[TO DO]
Copy each of the records below word for word.

[EXTRACTED DATA]
'''

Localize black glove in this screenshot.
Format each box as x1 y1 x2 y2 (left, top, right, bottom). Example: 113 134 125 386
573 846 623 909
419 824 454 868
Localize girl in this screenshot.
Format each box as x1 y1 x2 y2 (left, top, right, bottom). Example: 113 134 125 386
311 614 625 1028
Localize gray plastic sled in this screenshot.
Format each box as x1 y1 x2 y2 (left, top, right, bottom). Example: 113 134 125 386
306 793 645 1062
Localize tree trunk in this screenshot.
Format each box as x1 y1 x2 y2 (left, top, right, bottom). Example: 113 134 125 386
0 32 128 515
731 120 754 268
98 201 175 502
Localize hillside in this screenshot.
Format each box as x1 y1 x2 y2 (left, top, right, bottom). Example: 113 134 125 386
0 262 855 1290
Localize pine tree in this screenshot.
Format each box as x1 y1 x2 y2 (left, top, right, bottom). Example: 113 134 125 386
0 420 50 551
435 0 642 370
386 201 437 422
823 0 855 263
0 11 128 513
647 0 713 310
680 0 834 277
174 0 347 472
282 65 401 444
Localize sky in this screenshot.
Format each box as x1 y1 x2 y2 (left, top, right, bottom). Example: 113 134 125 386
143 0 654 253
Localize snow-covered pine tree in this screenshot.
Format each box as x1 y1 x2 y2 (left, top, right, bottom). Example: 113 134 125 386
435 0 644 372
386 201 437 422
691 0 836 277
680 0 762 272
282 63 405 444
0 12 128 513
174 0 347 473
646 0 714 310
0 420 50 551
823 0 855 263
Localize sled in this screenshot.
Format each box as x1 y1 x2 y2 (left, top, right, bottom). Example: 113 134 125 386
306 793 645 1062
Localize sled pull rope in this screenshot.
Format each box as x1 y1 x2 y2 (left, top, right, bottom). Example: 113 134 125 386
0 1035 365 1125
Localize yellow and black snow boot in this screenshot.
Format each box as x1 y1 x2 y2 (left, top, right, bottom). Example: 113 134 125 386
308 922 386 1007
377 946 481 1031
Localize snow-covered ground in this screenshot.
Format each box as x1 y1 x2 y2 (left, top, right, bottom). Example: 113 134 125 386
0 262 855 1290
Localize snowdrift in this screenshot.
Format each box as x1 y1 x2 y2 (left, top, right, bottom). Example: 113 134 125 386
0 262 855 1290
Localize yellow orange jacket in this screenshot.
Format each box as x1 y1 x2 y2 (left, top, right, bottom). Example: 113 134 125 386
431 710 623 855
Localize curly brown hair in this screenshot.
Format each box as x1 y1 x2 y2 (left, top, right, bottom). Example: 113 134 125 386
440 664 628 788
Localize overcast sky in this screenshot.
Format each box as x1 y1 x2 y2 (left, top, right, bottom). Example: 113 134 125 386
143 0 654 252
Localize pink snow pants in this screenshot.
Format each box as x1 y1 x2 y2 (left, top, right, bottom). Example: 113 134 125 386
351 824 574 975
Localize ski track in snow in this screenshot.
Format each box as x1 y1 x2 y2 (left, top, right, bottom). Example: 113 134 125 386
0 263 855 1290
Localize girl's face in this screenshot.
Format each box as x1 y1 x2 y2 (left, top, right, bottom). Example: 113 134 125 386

'''

[REPLY TO THE EXERCISE]
Localize black glove in this screenshot.
Format each box as x1 y1 x2 y2 (left, top, right, bottom). Example: 113 134 125 386
573 846 623 909
419 824 454 868
Localize girl in this screenshot.
Format each box as x1 y1 x2 y2 (left, top, right, bottom). Example: 113 134 125 386
311 614 625 1028
Localize gray plastic sled in this screenshot.
Format each box as x1 y1 x2 y2 (left, top, right, bottom). Example: 113 134 125 386
306 793 645 1062
Localize tree trunk in this screenshot.
Format each box as x1 y1 x2 y2 (left, top, right, bottom). Example: 113 134 125 386
0 32 128 515
731 120 754 268
98 201 175 502
Localize hillside in this screenshot.
Format each box as x1 y1 x2 y2 (left, top, right, bottom). Example: 113 134 125 386
0 262 855 1290
Localize pine tree in this screenshot.
Format each box as x1 y1 x2 y2 (left, top, right, bottom). Example: 113 134 125 386
0 420 50 551
435 0 642 370
386 201 437 422
823 0 855 263
0 11 128 513
647 0 713 310
680 0 834 277
174 0 347 472
282 65 401 444
Localize sky in this screenshot.
Format each box as x1 y1 x2 y2 (left, top, right, bottom). Example: 113 134 125 386
143 0 654 253
Localize snow-covered pine tree in this screenshot.
Format each box as x1 y1 x2 y2 (left, top, right, bottom). Example: 113 134 125 386
435 0 644 372
386 201 437 422
691 0 836 277
680 0 762 272
282 63 405 444
0 12 128 513
174 0 347 473
646 0 714 310
0 420 50 551
823 0 855 263
Localize sled in this screenshot.
Format each box as x1 y1 x2 y2 (left, top, right, bottom). Example: 113 134 125 386
306 793 645 1062
Localize sled pull rope in this screenshot.
Format each box as x1 y1 x2 y2 (left, top, right, bottom). Example: 113 134 125 386
0 1035 365 1125
Localize yellow and black snow boot in this screenshot.
Format each box as x1 y1 x2 y2 (left, top, right, bottom). Example: 113 134 125 386
308 922 386 1007
377 946 481 1031
Localize snow-covered ground in this screenshot.
Format each box as x1 y1 x2 y2 (left, top, right, bottom). Example: 113 134 125 386
0 262 855 1290
Localize snowdrift in this screenshot.
Format each box as x1 y1 x2 y2 (left, top, right, bottom). Example: 113 134 125 386
0 262 855 1290
Localize yellow orange jacket in this screenshot.
Format each box as x1 y1 x2 y2 (left, top, right, bottom). Example: 113 134 125 386
431 710 623 855
Localize curly brown hair in this screenshot.
Format each box as x1 y1 x2 y2 (left, top, right, bottom). Example: 113 134 125 386
440 664 628 788
Localize overcast sky in this screenshot.
Format each box as x1 y1 x2 y2 (left, top, right, bottom). Example: 113 134 125 386
143 0 654 252
Localize pink snow pants in this screenshot.
Format each box as x1 y1 x2 y2 (left, top, right, bottom). Example: 113 134 125 386
351 824 574 975
Localize ski track in snow in this screenshot.
Format each box as x1 y1 x2 y2 (left, top, right, bottom). Example: 113 134 125 386
0 263 855 1290
Localize girl's face in this screenshot.
Format each box as x1 y1 x2 y2 (left, top, right, bottom). Example: 113 134 125 386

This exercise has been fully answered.